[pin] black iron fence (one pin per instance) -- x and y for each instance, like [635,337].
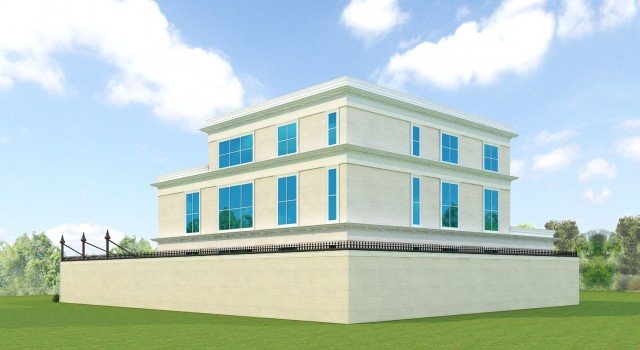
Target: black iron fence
[307,247]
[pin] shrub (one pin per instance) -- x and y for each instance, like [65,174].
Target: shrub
[634,283]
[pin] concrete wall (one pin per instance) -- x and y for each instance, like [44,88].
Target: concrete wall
[340,287]
[377,196]
[393,286]
[299,286]
[171,215]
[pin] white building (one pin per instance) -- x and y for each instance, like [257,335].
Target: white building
[344,161]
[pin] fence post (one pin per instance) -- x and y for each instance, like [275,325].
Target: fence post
[83,239]
[62,248]
[107,238]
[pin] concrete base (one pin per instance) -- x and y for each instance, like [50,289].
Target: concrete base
[332,286]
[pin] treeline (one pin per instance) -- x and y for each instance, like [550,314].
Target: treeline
[608,260]
[31,265]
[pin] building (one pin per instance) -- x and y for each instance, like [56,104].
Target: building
[345,161]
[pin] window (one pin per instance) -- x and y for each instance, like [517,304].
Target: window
[449,148]
[287,200]
[235,207]
[332,208]
[490,158]
[415,201]
[287,139]
[332,128]
[235,151]
[193,212]
[449,205]
[490,210]
[415,141]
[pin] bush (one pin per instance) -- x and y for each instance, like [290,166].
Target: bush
[634,283]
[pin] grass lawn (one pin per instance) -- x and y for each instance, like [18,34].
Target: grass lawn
[603,320]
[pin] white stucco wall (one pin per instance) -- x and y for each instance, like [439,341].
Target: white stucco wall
[335,286]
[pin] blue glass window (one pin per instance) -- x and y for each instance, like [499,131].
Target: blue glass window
[193,212]
[287,139]
[415,201]
[235,207]
[415,141]
[449,148]
[449,205]
[235,151]
[333,194]
[332,127]
[490,158]
[491,210]
[287,200]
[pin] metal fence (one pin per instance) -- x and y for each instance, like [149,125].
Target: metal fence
[307,247]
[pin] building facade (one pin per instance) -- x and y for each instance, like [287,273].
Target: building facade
[345,159]
[344,202]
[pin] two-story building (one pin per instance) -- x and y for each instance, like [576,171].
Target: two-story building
[411,201]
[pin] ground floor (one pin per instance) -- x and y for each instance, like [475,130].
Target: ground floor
[602,320]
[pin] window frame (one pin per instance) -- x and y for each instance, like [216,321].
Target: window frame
[297,223]
[253,148]
[442,227]
[297,137]
[337,127]
[442,133]
[419,155]
[419,224]
[497,190]
[337,219]
[253,197]
[484,156]
[185,212]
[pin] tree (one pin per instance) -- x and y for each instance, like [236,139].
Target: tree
[133,245]
[566,231]
[628,232]
[30,266]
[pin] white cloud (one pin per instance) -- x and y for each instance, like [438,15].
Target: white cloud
[616,12]
[629,147]
[462,13]
[597,168]
[576,19]
[545,137]
[512,40]
[517,167]
[154,65]
[629,124]
[595,197]
[370,19]
[556,159]
[73,233]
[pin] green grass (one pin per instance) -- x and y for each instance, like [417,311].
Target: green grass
[603,320]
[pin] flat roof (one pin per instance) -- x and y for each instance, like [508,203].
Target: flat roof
[360,87]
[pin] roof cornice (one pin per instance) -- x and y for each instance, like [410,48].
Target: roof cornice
[357,87]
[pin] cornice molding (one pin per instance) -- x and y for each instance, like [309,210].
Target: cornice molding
[176,179]
[357,87]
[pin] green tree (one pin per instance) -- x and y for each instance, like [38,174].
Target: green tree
[567,233]
[133,245]
[30,266]
[628,232]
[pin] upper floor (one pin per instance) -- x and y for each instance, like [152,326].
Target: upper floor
[364,116]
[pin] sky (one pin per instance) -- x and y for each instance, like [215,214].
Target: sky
[98,98]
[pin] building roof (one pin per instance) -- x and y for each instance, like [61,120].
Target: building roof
[358,87]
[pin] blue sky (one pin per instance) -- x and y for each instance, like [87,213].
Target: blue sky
[97,98]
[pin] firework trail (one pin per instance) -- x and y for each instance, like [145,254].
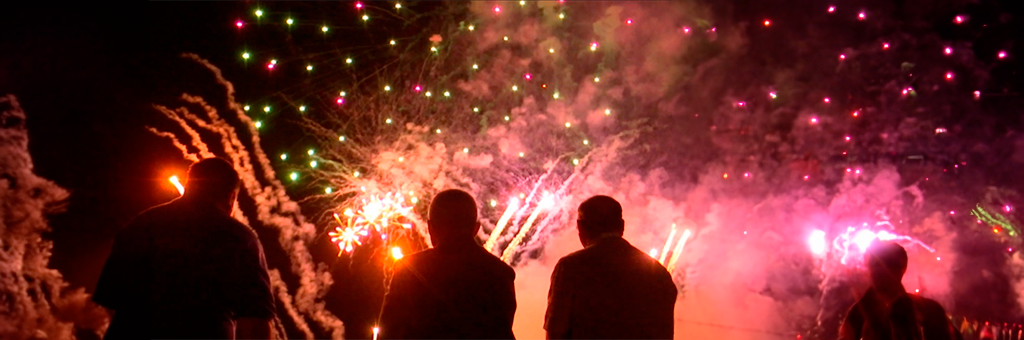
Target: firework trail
[683,111]
[273,207]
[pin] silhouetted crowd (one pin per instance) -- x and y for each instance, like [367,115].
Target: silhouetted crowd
[186,269]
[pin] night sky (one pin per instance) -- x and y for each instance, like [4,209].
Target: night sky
[87,75]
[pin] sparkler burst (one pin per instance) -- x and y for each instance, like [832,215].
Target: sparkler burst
[535,108]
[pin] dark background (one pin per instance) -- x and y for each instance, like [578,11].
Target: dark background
[87,76]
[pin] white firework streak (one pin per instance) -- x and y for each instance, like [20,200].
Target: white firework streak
[273,207]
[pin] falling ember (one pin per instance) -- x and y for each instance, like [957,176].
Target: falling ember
[502,222]
[547,202]
[181,189]
[668,244]
[679,250]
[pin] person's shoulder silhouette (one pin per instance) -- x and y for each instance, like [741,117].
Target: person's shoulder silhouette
[608,290]
[186,268]
[456,290]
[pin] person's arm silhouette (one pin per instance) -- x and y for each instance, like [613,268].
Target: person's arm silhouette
[556,321]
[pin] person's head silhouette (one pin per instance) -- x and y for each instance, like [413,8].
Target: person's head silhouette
[597,217]
[452,219]
[886,265]
[214,181]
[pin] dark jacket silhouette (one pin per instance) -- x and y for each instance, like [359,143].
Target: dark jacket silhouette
[610,290]
[183,270]
[455,292]
[909,316]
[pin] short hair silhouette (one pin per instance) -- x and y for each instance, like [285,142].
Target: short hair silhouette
[453,210]
[212,177]
[888,254]
[600,214]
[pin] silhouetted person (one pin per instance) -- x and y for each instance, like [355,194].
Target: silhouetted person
[186,269]
[608,290]
[456,290]
[887,311]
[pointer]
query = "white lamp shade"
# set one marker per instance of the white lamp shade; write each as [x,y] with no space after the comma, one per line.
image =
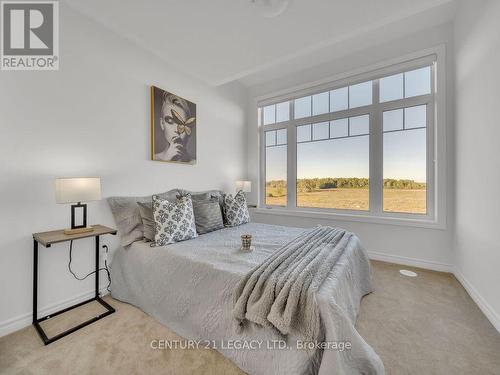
[245,186]
[79,189]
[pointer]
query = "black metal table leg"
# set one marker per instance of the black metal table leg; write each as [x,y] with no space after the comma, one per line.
[36,321]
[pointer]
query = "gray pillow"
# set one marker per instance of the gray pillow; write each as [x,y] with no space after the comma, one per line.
[146,210]
[207,215]
[128,217]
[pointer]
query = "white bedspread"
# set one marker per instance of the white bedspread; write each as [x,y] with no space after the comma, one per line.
[188,286]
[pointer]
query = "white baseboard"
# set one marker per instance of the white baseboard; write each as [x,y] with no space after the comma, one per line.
[24,320]
[485,307]
[413,262]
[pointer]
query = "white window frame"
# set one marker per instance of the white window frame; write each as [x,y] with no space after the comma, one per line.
[436,141]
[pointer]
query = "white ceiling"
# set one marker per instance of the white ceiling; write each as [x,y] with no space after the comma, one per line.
[220,41]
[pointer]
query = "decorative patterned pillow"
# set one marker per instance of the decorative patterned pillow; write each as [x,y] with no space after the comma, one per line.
[174,222]
[236,209]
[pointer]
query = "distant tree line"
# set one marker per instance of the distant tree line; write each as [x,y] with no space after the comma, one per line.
[312,184]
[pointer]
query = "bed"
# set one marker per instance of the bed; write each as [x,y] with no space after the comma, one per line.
[188,286]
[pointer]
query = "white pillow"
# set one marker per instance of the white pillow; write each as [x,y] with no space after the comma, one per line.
[236,209]
[174,222]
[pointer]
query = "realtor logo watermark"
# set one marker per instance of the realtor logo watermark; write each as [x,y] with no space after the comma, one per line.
[29,35]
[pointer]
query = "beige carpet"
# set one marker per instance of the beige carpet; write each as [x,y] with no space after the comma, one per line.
[424,325]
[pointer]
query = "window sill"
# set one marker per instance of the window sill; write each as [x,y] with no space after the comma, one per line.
[408,222]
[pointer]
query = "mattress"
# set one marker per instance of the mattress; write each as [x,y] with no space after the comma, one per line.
[188,286]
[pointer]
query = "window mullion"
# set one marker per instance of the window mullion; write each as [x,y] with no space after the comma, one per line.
[291,179]
[376,154]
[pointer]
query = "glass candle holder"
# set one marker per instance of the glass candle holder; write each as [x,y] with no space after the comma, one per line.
[246,241]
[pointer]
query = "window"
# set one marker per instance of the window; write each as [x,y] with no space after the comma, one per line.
[405,161]
[364,147]
[333,167]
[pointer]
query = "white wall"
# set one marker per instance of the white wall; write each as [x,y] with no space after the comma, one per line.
[92,118]
[419,246]
[477,235]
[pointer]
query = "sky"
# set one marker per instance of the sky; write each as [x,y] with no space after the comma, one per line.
[404,157]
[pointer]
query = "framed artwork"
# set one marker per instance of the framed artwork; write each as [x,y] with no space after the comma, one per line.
[173,127]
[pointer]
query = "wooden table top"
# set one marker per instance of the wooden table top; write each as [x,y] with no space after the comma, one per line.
[56,236]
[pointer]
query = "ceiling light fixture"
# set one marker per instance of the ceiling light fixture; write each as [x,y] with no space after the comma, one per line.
[271,8]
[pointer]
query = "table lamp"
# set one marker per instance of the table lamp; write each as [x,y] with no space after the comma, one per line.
[77,190]
[245,186]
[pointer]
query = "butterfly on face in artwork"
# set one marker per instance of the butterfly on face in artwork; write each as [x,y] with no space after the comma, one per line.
[183,126]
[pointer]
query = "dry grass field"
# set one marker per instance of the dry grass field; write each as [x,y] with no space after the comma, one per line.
[395,200]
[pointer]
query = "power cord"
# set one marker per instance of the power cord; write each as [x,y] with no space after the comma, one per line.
[105,268]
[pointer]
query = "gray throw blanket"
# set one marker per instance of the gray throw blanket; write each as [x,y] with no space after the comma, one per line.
[281,292]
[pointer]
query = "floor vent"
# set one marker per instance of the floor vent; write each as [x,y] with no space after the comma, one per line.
[408,273]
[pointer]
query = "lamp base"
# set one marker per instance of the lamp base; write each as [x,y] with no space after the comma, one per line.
[78,230]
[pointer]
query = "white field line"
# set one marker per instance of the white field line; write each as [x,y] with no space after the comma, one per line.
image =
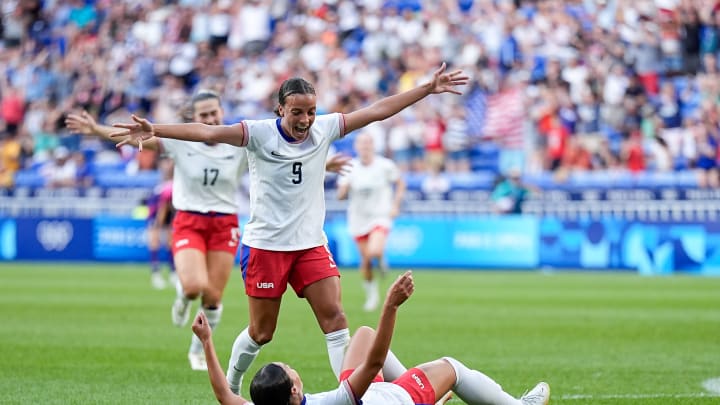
[712,385]
[583,397]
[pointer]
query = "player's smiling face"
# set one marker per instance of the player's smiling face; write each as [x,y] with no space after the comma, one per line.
[208,111]
[298,115]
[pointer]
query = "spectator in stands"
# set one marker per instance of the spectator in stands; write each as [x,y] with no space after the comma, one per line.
[435,183]
[633,153]
[707,161]
[83,172]
[10,150]
[287,156]
[61,170]
[509,193]
[456,141]
[619,51]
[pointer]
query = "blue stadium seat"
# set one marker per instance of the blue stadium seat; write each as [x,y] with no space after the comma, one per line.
[145,179]
[414,180]
[686,179]
[100,168]
[482,180]
[29,178]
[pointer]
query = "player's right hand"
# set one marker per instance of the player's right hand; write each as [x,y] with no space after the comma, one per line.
[201,327]
[139,131]
[401,289]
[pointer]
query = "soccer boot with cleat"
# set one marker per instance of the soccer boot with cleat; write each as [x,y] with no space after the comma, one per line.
[539,395]
[197,361]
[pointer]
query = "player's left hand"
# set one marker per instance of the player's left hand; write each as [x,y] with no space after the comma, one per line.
[339,163]
[446,82]
[139,131]
[201,327]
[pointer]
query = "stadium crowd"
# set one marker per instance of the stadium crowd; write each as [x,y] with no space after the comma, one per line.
[558,86]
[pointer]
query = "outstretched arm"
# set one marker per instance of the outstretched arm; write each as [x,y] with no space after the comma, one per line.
[142,130]
[338,163]
[441,83]
[85,124]
[362,377]
[217,377]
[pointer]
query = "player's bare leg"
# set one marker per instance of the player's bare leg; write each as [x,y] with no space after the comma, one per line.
[156,279]
[372,293]
[324,299]
[219,269]
[263,313]
[192,275]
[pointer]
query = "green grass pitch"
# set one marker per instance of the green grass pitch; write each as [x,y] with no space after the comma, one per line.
[98,334]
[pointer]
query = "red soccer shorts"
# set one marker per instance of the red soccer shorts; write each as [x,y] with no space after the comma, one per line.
[379,228]
[267,272]
[416,383]
[204,232]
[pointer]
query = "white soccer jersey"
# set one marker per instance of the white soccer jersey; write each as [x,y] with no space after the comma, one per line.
[287,193]
[380,393]
[206,177]
[370,194]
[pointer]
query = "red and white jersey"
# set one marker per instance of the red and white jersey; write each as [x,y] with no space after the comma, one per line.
[370,194]
[287,192]
[206,177]
[379,393]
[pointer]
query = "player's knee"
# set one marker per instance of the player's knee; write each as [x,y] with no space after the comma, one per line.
[364,332]
[261,337]
[333,321]
[194,288]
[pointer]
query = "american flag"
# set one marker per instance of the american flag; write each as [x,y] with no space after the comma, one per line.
[504,118]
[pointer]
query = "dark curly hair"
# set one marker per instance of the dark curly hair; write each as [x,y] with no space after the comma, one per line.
[295,85]
[271,386]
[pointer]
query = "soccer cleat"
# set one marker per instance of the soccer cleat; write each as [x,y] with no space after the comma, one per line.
[157,281]
[197,361]
[180,312]
[539,395]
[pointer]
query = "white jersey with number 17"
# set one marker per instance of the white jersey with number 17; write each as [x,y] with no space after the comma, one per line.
[206,177]
[287,194]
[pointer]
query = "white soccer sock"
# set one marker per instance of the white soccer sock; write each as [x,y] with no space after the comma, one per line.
[476,388]
[393,368]
[337,342]
[244,351]
[213,315]
[180,293]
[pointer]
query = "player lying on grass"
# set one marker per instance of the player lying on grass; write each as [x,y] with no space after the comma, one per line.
[278,384]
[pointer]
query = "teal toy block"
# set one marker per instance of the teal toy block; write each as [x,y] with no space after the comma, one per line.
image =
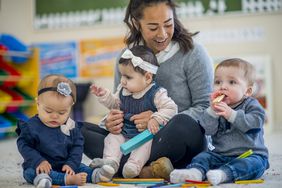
[136,141]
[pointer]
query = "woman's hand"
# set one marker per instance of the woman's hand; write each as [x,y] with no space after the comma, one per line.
[114,121]
[68,170]
[43,167]
[141,120]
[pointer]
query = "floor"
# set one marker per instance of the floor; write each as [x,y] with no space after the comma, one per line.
[11,171]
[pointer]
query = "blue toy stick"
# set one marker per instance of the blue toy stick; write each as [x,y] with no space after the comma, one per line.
[136,141]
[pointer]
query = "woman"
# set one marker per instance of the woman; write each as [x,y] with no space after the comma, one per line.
[185,71]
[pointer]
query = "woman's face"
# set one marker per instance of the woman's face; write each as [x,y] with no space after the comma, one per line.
[157,26]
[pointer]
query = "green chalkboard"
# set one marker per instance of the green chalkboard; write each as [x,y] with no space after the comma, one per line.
[59,6]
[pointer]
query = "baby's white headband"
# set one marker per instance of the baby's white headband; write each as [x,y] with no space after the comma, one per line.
[138,61]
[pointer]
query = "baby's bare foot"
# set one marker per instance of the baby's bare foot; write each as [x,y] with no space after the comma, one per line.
[77,179]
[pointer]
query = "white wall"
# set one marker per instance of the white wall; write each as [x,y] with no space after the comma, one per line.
[16,18]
◇ ◇ ◇ ◇
WORK REQUEST | Whenever a line in the material contains the word "block", copy that line.

SOLUTION FOR THIS EXERCISE |
query = "teal toy block"
# set one marker per instance of the teal toy block; write each as [x,y] with no space after the comma, one per line.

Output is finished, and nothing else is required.